DIRECTION A: According to the page on centralizers, under what condition is a subgroup H of a group G contained in its own centralizer C_G(H)?

Basic Theorems Regarding Centralizers of a Subset of a Group

# Basic Theorems Regarding Centralizers of a Subset of a Group

Recall from The Centralizer of a Subset A of a Group G, CG(A) page that if G is a group and A is a nonempty subset of G then the centralizer of A in G is defined to be:

(1)\begin{align} \quad C_G(A) = \{ g \in G : gag^{-1} = a \quad \forall a \in A \} \end{align}

We proved that $C_G(A)$ is always a subgroup of $G$, that is:

(2)\begin{align} \quad C_G(A) \leq G \end{align}

We will now prove some basic results regarding centralizers.

Proposition 1: Let $G$ be a group. Then $C_G(Z(G)) = G$. |

**Proof:**Note that if $h \in Z(G)$ then $gh = hg$ for all $g \in G$, i.e., $ghg^{-1} = h$ for all $g \in G$. Since this holds true for all $h \in Z(G)$ and for all $g \in G$ we see that $C_G(Z(G)) = G$. $\blacksquare$

Proposition 2: Let $G$ be a group and let $A$ and $B$ both be nonempty subsets of $G$. If $A \subseteq B$ then $C_G(B) \leq C_G(A)$. |

**Proof:**Suppose that $A \subseteq B$. Let $g \in C_G(B)$. Then $gbg^{-1} = b$ for all $b \in B$. Since $A \subseteq B$ we have more specifically that $gag^{-1} = a$ for all $a \in A$. Thus $g \in C_G(A)$ and so $C_G(B) \leq C_G(A)$. $\blacksquare$

Proposition 3: Let $G$ be a group and let $H$ be a subgroup of $G$. Then $H \leq C_G(H)$ if and only if $H$ is abelian. |

**Proof:**$\Rightarrow$ Suppose that $H \leq C_G(H)$. Let $h_1, h_2 \in H$. Since $h_1 \in H \leq C_G(H)$ we have that $h_1h'h_1^{-1} = h'$ for all $h' \in H$. In particular we have that $h_1h_2h_1^{-1} = h_2$, i.e., $h_1h_2 = h_2h_1$. So $H$ is abelian.

- $\Leftarrow$ Conversely, suppose that $H$ is abelian. Let $h \in H$. Then $hh'h^{-1} = h'$ for all $h' \in H$. That is, $h \in C_G(H) = \{ g \in G : gh'g^{-1} = h' \quad \forall h' \in H \}$, so $H \leq C_G(H)$.

Proposition 4: Let $G$ be a group and let $A$ be a nonempty set. Then $Z(G) \leq C_G(A)$. |

**Proof:**Note that $A \subseteq G$. So by Proposition 2 we have that:

\begin{align} \quad Z(G) = C_G(G) \leq C_G(A) \quad \blacksquare \end{align}

SOURCE RECORDS:
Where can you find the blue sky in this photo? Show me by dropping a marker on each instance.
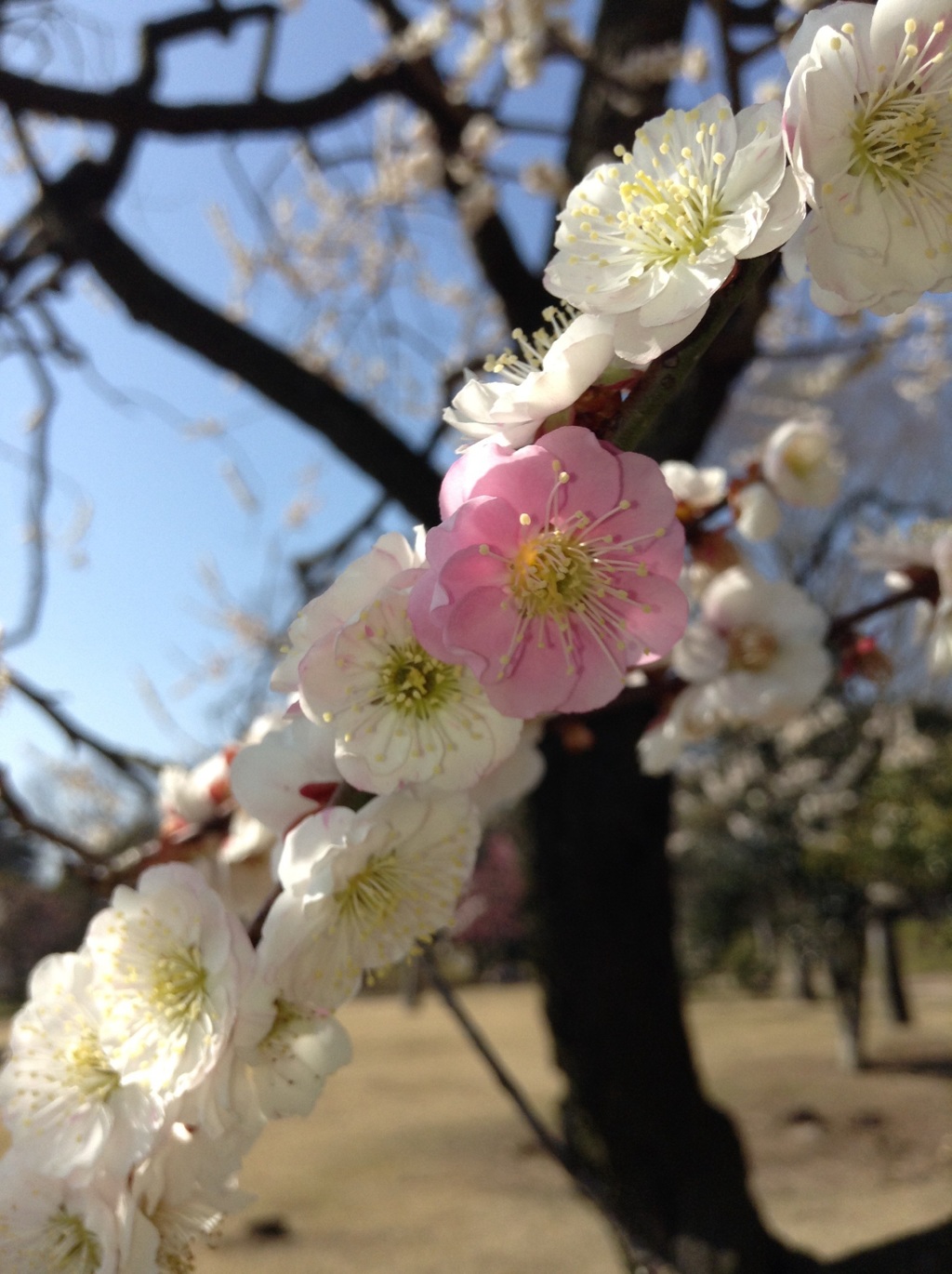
...
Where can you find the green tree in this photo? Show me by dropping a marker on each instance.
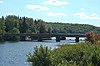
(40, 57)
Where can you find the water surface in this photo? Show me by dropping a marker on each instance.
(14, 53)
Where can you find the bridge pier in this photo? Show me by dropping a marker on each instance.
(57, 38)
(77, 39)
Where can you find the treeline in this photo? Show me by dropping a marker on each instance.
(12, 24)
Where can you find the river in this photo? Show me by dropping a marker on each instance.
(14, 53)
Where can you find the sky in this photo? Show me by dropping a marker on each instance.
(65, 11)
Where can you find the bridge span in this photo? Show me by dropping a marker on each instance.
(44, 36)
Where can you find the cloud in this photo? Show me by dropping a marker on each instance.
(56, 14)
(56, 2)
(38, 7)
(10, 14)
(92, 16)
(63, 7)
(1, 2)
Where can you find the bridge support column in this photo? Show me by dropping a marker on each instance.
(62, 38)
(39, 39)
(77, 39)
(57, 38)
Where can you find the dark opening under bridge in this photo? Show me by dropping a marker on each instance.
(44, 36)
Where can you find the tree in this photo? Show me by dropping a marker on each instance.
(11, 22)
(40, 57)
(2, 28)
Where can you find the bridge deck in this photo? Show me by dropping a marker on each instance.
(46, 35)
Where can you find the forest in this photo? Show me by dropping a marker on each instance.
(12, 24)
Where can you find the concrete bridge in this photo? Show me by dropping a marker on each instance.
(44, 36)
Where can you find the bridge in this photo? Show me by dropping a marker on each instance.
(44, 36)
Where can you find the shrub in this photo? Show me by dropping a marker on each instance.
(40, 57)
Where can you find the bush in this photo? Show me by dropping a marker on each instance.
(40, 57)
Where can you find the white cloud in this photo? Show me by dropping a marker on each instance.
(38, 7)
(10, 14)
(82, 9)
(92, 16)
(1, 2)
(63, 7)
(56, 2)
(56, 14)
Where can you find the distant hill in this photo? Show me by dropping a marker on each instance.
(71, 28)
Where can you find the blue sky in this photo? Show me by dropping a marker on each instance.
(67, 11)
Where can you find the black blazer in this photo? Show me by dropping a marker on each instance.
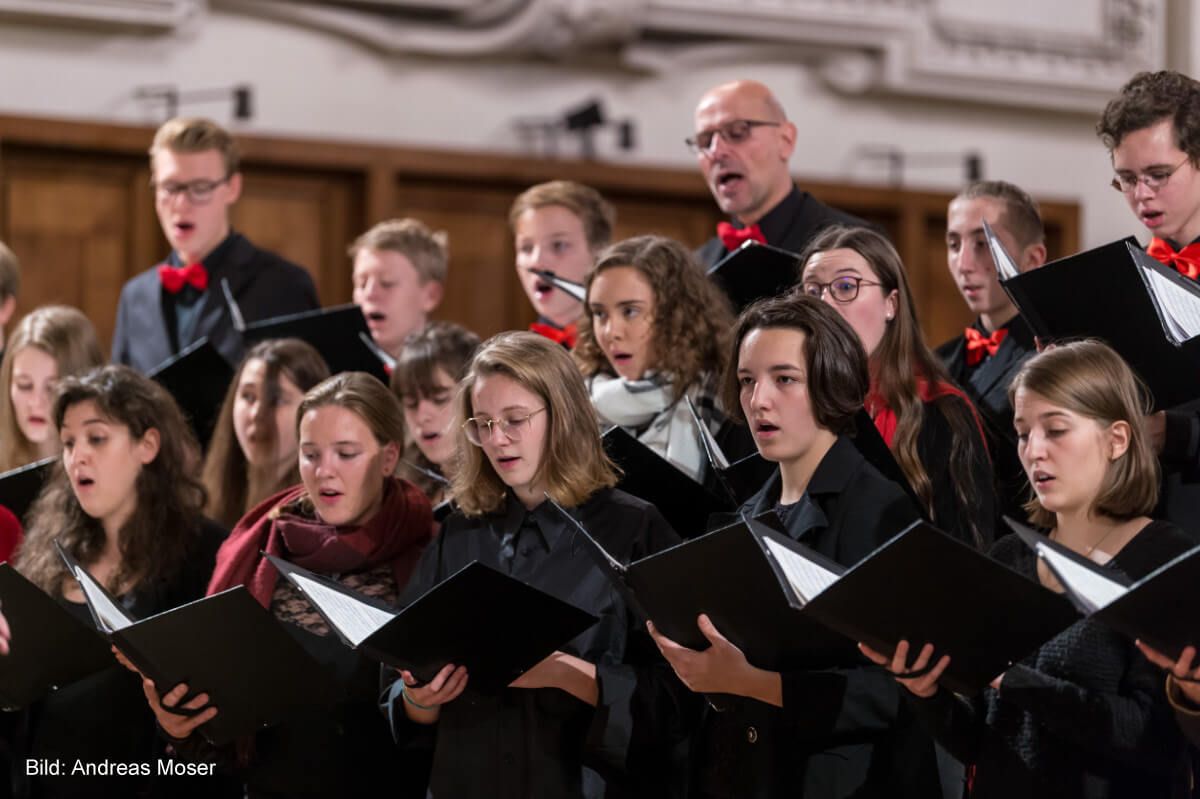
==
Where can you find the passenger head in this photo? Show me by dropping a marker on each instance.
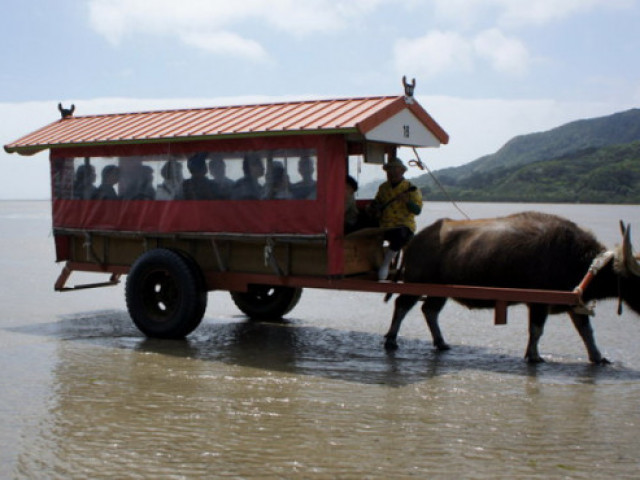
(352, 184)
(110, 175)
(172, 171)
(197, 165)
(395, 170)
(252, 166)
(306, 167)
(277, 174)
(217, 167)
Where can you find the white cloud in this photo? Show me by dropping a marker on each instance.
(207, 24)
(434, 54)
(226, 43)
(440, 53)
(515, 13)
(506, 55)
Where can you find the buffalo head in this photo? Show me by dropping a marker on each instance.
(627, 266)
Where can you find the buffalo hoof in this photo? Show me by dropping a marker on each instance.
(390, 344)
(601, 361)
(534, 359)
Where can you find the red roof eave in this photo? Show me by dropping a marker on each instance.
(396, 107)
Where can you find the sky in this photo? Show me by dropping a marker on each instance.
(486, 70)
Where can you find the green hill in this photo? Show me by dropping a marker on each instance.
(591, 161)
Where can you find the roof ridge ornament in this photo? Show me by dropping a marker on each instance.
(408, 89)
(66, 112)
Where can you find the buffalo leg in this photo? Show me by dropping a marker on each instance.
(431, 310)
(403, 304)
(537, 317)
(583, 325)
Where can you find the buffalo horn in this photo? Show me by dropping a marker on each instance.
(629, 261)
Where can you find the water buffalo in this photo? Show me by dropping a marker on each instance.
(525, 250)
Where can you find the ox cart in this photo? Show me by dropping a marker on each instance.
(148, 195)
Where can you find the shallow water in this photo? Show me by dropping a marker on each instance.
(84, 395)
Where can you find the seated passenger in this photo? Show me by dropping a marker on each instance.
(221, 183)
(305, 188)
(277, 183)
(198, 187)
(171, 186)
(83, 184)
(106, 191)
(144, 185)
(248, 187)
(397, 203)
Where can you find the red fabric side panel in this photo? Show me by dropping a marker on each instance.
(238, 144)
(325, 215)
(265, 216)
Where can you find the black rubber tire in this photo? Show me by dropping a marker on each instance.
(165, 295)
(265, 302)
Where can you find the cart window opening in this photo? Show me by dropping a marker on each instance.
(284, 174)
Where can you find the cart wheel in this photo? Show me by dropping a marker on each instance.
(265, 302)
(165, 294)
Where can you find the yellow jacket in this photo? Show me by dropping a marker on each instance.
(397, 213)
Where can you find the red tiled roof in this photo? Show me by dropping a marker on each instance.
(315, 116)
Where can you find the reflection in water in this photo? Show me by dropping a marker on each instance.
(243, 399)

DIRECTION B: Please copy the records between the lines holding "Where can you find the bridge pier" and "Where can you find the black blazer", inclusive.

RESULT A: Exactly when H is abelian.

RESULT B:
Where can you find the bridge pier in this photo? Show me by dropping a marker on each instance.
(57, 38)
(77, 39)
Where can you find the treeline in this photo? Show me by dropping a marker on each instance.
(12, 24)
Where can you find the river in this photo? Show me by dropping a marker on each instance.
(14, 53)
Where can you find the sky in this photo? Show me by dropping a marker on each instance.
(65, 11)
Where can you find the bridge span in this photo? Show me by dropping a marker on each instance.
(44, 36)
Where can you find the cloud in this photo? Show me by dropping a marker on each instance.
(56, 14)
(56, 2)
(38, 7)
(10, 14)
(92, 16)
(63, 7)
(1, 2)
Where can you find the bridge support column in this photo? Show me by dropping a marker on each instance.
(62, 38)
(39, 39)
(77, 39)
(57, 38)
Where can you find the dark opening under bridge in this photo? Show me by dropping a marker on each instance.
(44, 36)
Where can you find the tree in this photo? Show me by dropping a marker on each instance.
(11, 22)
(40, 57)
(2, 28)
Where can you find the bridge deck in this photo? Show me by dropping a marker on each instance.
(46, 35)
Where can you find the forest in this photo? Show me by dropping a marker on each instance.
(12, 24)
Where can you find the concrete bridge in this photo? Show me by dropping a marker on each instance.
(44, 36)
Where can you find the bridge in this photo? Show me by dropping a marker on each instance.
(44, 36)
Where can you find the shrub in this photo? Show me by dropping a marker on each instance.
(40, 57)
Where can you find the bush in this photo? Show me by dropping a marker on each instance.
(40, 57)
Where can you find the white cloud in this photo? Show me by dropping a marker on each instance.
(38, 7)
(10, 14)
(82, 9)
(92, 16)
(1, 2)
(63, 7)
(56, 2)
(56, 14)
Where can you find the distant hill in this photo? Show me by dropping a marker on each instance.
(71, 28)
Where can you find the blue sky in this photo? Show me by dropping a marker on each instance.
(67, 11)
Where can you find the black blazer in this photo? Show me by dropping a marker on each instance.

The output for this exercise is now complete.